### Given instruction 1
Duplicate the passage of the essay on second chances for fathers that runs from "Second chances for" down to "myself as a father.".
### Given instruction 2
Answer these questions using the essay on second chances for fathers, below:
(a) Despite failures as a husband, what did the writer once claim to be?
(b) For what was the video featuring the daughter originally shot?
(c) Why did the writer press the daughter to appear in that video?

### Document extract
------------------------------

Second chances for fathers
I used to believe that a man’s performance as a husband could be separated from his performance as a father. I may have messed up a lot of things as a husband, I would tell myself, but at least I’m a good father. I figure not every man’s sin looks like mine, but in my case a great deal of my failures are wrapped up in pride and self-deception. Submitting to God in the slow work of having these sicknesses healed has been an occasion for reconsidering all it is that I think of myself. Therefore, I’m reconsidering all the things I’ve come to believe about myself as a father.
What precipitated this particular bit of painful introspection was the smallest thing: a little snippet of video with my daughter in it. As many of you know, she is dead now. This scrap of video is part of something we shot for my workplace years and years ago, featuring the children of many people I worked with back then. Seeing her face reminded me how I cajoled her to be part of it, to say her small line for the camera. She was sick by then, though we didn’t yet know it. She didn’t want to be on camera, or to do much of anything else. But I nagged and fussed at her until she did it, because I didn’t want to be one of the parents whose child wasn’t in the video.
All that came rushing back to me yesterday. It was a small thing, I suppose—who hasn’t been insensitive to his children at one time or another? But it made me think of all the other times I’ve put my wants or feelings over those of my children. This reminded me in turn how that’s been my habit toward my wife for so many years. That’s when it occurred to me that if a man isn’t cherishing his wife, he likely doesn’t have the kindness or state of mind or sense of self-sacrifice to lay down his life for his children, either.

------------------------------

A run of records:
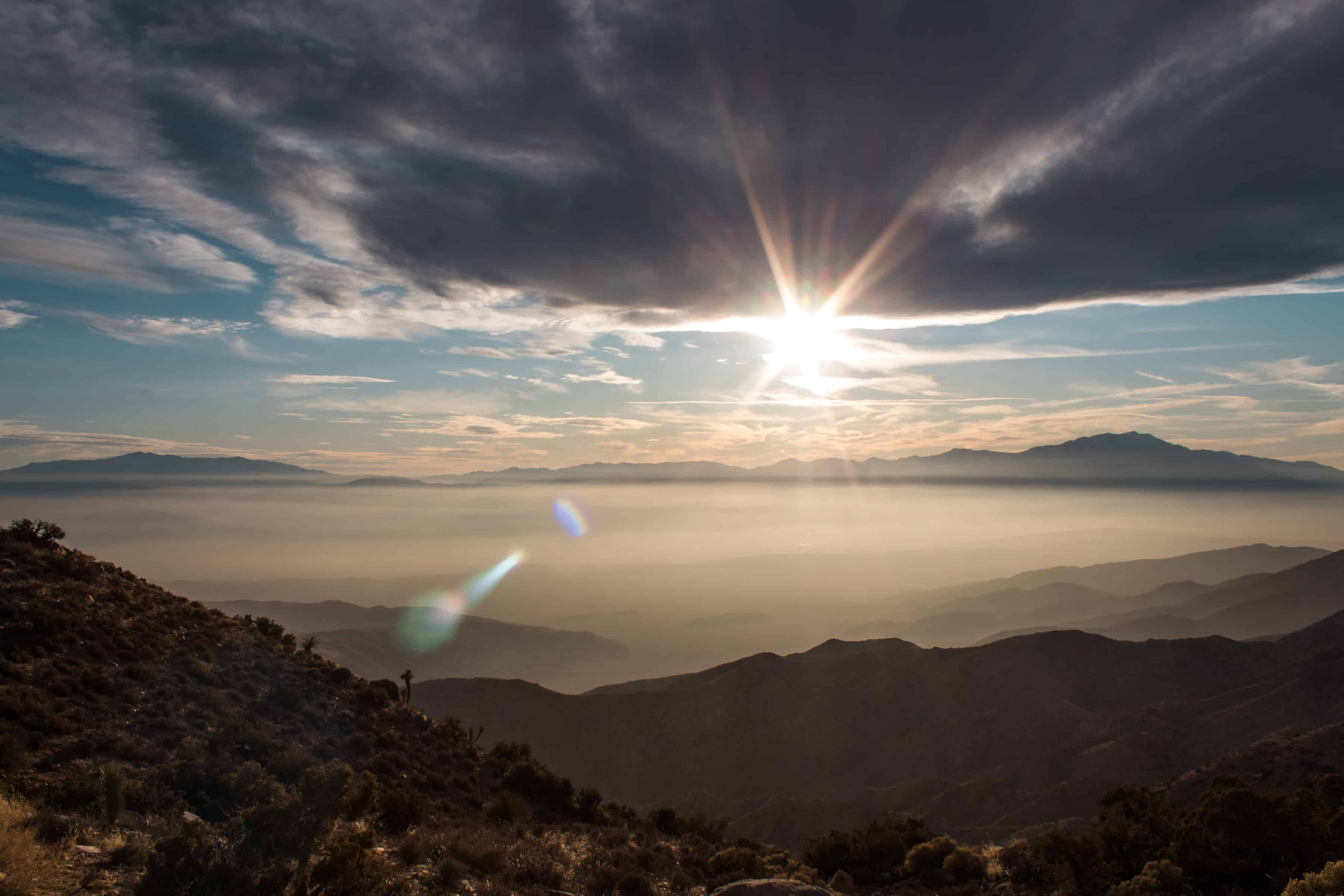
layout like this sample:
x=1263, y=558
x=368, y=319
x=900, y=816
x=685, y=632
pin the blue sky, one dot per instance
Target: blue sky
x=203, y=252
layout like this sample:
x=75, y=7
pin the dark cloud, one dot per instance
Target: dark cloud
x=595, y=153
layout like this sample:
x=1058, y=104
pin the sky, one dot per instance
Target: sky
x=428, y=238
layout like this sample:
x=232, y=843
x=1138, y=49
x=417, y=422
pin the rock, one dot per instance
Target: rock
x=388, y=687
x=769, y=889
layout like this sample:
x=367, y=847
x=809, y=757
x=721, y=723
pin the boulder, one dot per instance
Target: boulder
x=771, y=889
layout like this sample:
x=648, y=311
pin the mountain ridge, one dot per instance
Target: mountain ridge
x=1111, y=458
x=1102, y=457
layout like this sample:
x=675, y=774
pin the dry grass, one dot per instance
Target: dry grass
x=25, y=866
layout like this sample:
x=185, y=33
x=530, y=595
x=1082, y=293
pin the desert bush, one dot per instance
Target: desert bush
x=24, y=864
x=401, y=809
x=507, y=806
x=873, y=855
x=192, y=863
x=52, y=827
x=1328, y=882
x=925, y=860
x=1236, y=837
x=964, y=864
x=14, y=752
x=113, y=784
x=1019, y=863
x=1158, y=879
x=40, y=532
x=361, y=797
x=482, y=851
x=132, y=853
x=350, y=867
x=666, y=821
x=269, y=628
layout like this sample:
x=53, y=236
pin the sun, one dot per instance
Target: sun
x=802, y=344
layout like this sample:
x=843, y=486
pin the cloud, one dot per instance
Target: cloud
x=479, y=351
x=315, y=379
x=1288, y=371
x=408, y=402
x=587, y=168
x=608, y=377
x=159, y=331
x=10, y=317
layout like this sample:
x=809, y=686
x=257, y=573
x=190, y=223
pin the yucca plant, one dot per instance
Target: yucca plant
x=113, y=792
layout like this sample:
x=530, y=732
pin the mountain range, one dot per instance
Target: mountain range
x=367, y=641
x=984, y=741
x=1109, y=458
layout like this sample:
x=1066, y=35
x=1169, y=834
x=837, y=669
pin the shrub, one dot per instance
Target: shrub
x=873, y=855
x=113, y=792
x=1158, y=879
x=40, y=532
x=14, y=754
x=507, y=806
x=964, y=864
x=401, y=809
x=927, y=859
x=1019, y=863
x=1328, y=882
x=666, y=821
x=350, y=867
x=361, y=797
x=24, y=864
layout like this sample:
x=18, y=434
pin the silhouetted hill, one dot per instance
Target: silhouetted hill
x=1132, y=577
x=389, y=483
x=367, y=641
x=246, y=765
x=151, y=464
x=1253, y=606
x=1017, y=718
x=1283, y=602
x=477, y=648
x=1116, y=458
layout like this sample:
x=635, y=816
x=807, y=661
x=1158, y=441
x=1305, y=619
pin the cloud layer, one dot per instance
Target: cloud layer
x=623, y=167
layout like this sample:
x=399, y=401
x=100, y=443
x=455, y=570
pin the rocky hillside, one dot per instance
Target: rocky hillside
x=980, y=739
x=151, y=745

------------------------------

### Exercise output 1
Second chances for fathers
I used to believe that a man’s performance as a husband could be separated from his performance as a father. I may have messed up a lot of things as a husband, I would tell myself, but at least I’m a good father. I figure not every man’s sin looks like mine, but in my case a great deal of my failures are wrapped up in pride and self-deception. Submitting to God in the slow work of having these sicknesses healed has been an occasion for reconsidering all it is that I think of myself. Therefore, I’m reconsidering all the things I’ve come to believe about myself as a father.

### Exercise output 2
(a) A good father.
(b) The writer's workplace, years earlier.
(c) The writer did not want to be one of the parents whose child was not in the video.